**Challenge**:
Rescale the stretch of material below from the line containing "black countertop sit?" through the line containing "[85,29,152,423]", writing out every line again with the requests included. Multiply each bounding-box coordinate by 2.3 and round it to a whole number, with halves rounding up, and give only those lines.

**Task material**:
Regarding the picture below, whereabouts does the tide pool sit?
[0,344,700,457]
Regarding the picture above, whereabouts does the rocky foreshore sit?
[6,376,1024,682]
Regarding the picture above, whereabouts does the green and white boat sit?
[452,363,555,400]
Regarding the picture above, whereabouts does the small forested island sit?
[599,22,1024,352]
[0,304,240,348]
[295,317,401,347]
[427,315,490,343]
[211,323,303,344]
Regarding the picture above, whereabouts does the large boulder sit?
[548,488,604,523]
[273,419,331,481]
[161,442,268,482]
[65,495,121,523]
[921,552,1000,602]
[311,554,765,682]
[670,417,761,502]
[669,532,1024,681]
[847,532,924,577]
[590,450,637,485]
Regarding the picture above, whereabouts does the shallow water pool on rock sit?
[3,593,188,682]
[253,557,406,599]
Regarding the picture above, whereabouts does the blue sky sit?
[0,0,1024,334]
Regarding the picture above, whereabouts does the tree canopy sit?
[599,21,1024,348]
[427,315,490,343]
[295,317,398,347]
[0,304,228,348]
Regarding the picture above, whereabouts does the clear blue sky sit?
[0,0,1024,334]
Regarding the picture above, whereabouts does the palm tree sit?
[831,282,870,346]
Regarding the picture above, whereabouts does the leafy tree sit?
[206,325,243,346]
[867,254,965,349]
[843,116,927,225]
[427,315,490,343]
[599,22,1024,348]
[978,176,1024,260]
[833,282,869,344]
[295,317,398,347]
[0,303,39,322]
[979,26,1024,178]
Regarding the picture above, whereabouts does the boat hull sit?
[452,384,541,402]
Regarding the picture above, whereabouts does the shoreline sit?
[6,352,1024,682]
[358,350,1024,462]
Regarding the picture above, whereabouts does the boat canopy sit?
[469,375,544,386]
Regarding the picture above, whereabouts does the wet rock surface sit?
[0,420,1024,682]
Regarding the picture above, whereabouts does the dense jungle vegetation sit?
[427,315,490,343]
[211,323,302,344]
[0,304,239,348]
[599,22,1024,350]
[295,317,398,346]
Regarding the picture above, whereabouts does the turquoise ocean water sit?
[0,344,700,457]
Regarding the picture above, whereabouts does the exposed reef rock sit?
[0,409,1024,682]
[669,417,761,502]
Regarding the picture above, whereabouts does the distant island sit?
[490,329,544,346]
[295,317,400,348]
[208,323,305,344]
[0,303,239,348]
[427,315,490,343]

...

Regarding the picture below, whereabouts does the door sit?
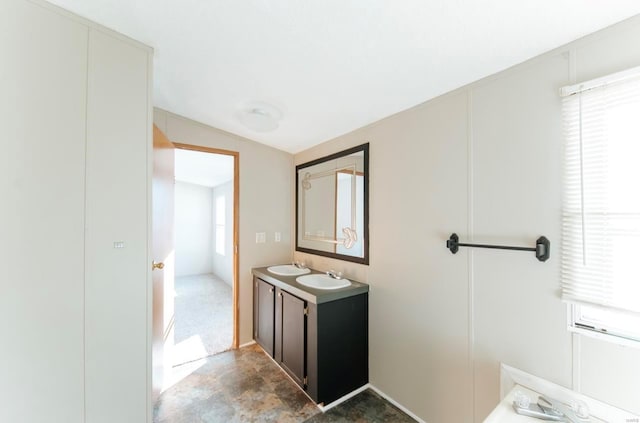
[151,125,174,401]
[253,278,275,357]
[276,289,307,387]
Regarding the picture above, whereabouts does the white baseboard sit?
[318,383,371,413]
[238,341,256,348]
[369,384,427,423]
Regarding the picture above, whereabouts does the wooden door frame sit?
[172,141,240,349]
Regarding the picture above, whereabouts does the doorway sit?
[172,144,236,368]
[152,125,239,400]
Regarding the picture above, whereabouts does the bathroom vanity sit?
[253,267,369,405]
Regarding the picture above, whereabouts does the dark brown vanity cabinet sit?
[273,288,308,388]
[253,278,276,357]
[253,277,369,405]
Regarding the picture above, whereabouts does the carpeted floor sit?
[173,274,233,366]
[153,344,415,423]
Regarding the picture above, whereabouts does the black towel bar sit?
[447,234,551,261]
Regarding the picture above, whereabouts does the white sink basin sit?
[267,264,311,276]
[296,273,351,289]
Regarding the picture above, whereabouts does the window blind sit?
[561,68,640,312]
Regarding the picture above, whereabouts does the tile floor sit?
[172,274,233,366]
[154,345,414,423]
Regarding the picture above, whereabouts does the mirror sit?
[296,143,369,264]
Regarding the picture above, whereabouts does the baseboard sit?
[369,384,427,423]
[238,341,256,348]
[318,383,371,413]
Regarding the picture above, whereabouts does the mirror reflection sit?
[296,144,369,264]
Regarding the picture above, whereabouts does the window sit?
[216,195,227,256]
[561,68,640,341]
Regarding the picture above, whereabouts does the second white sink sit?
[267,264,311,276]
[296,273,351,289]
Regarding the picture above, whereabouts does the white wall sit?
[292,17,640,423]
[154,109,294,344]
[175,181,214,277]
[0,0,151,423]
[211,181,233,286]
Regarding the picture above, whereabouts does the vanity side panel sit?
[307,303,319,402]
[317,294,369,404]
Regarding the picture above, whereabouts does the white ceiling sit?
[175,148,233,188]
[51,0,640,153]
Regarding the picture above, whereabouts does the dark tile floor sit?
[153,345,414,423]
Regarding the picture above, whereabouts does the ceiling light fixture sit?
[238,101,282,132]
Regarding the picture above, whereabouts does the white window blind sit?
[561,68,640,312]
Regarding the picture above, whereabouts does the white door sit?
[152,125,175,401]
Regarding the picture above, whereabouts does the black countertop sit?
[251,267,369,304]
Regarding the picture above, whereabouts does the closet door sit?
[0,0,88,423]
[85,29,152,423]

**Exercise output**:
Regarding the picture above, whereabouts does the black countertop sit?
[577,614,849,699]
Regarding the picture above, whereabouts does the closet door sit?
[0,0,202,973]
[196,67,350,973]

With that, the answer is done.